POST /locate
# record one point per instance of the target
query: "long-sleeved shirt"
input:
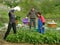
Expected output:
(11, 18)
(42, 19)
(32, 14)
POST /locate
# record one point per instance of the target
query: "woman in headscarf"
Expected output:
(41, 22)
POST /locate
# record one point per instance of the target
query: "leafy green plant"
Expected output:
(26, 36)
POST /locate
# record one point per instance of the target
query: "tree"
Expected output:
(11, 3)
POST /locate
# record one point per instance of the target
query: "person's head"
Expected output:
(38, 14)
(32, 9)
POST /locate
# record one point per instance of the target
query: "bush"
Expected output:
(25, 36)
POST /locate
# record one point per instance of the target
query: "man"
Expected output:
(32, 16)
(11, 23)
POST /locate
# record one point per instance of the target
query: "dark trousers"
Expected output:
(32, 21)
(13, 25)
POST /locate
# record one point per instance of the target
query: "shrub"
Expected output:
(26, 36)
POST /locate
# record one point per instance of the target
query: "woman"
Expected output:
(11, 23)
(41, 22)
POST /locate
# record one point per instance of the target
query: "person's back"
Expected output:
(32, 14)
(11, 17)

ASSIGNMENT: Find each line in the data above with the word "woman", then copy it.

WRITTEN ANSWER:
query: "woman in headscarf"
query: "woman"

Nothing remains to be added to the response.